--- WORK TO COMPLETE ---
Copy the data exactly. Images are the one exception.

--- EXERCISE INPUT ---
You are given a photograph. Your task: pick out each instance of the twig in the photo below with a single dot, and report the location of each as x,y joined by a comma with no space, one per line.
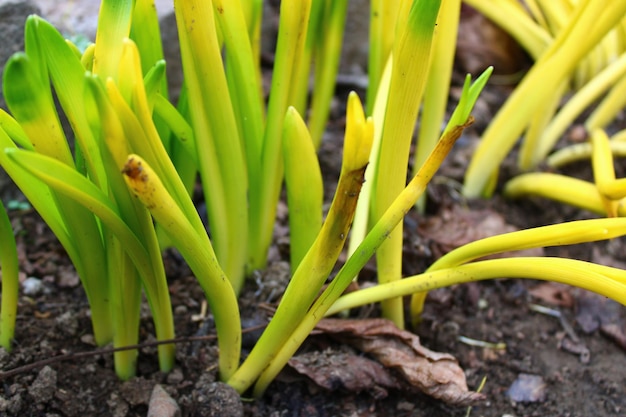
77,355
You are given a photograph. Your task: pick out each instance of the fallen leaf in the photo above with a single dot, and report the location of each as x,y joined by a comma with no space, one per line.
336,370
553,293
594,310
458,226
436,374
615,333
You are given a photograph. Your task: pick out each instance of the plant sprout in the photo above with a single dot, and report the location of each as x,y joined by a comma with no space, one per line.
124,194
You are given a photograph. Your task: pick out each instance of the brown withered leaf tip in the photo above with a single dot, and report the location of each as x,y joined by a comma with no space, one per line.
134,170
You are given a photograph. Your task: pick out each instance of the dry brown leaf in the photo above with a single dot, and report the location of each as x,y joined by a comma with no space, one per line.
436,374
458,226
335,370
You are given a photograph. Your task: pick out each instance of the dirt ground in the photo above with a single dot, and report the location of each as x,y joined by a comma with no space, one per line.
568,359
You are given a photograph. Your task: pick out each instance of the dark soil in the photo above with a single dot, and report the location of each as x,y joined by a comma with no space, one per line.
581,366
55,322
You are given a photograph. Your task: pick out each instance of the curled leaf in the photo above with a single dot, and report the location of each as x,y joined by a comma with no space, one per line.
435,374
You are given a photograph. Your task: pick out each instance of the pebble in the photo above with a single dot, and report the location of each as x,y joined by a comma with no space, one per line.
44,386
32,286
161,404
527,389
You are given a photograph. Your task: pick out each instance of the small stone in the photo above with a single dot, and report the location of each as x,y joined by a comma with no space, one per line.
175,377
44,386
161,404
67,323
136,391
32,286
216,399
527,389
117,406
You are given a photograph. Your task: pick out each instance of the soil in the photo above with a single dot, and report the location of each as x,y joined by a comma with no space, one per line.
573,365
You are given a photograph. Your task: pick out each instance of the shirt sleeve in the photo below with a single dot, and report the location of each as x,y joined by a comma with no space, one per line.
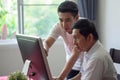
55,31
93,71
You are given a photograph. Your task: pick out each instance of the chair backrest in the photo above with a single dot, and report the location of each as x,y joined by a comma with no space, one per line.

--- OUTPUT ---
You are given a photograph. Your task: pick out each instance of the twig in the photo below with a single dot, and report the location of each as x,y joined by a comma with no space, one per line.
77,355
You are given a photograph. Your task: pick out each instance of the fallen leaf in the photo above with a single dot, and report the location of each as x,y joined by a comma with no space, one per line.
336,370
553,293
594,310
458,226
436,374
615,333
You are given a photograph. Your task: pick out each instance of the plant sprout in the photo above with a single dot, and report the location of each as x,y joined by a comma with no space, one per line.
124,194
You are given a photograph. Your task: pick out each instance of the brown withered leaf tip in the photo above with a single dot, and report the location of each as x,y joined by a comma with no space, one per line.
134,170
You are given a photograph. Your task: pick out each instance of the dry brown leaf in the photo above with a single dot, and report the location of each as x,y joined by a comma with no space, one per line.
436,374
458,226
335,370
You are given a photograph. Your task: pick out each instance of the dirt ground in the photo above with a single dot, and report the location of each as x,y joined by a comma with no space, one per line.
568,359
You are given a photograph. Your task: pick out each instance of the dark soil in the photo above with a single dot, and report the location of each as x,y joined by a comma with no space, one per line.
581,366
55,322
You are given a photograph. Your task: pick out each instance of the curled leaf in the photo above with a single dot, and report the location of each as x,y joined by a comma with no space, one per line.
435,374
You are given a photograph. Your task: pick out each instance of the pebble in the photo above with a single dot, and report the location of each as x,y joined by a comma with no space, one per line.
44,386
32,286
161,404
527,389
You are given a photograph. Your task: pick out each instance of the small stone in the photo above with a single dot, and report the location of each as x,y joined by a comma with no space, one per line.
175,377
44,386
161,404
67,323
136,391
32,286
216,399
527,389
117,406
You are given a photograph. Your task: pick out each instance of the soil in the photo above with a single dot, and report the location of each as x,y joined by a comma with no space, one per line.
573,365
You are given a photograph. Your task: pick out each instance of the shirt sleeve in the photo below with a single dot, and report the location of each as x,y joined by a comma with no space, one per line.
55,31
93,71
You are given a photograph. Your task: pick out each instance of the chair backrest in the photo above with a single dot, and report the location of each as x,y joined by a comma with no space, one per line.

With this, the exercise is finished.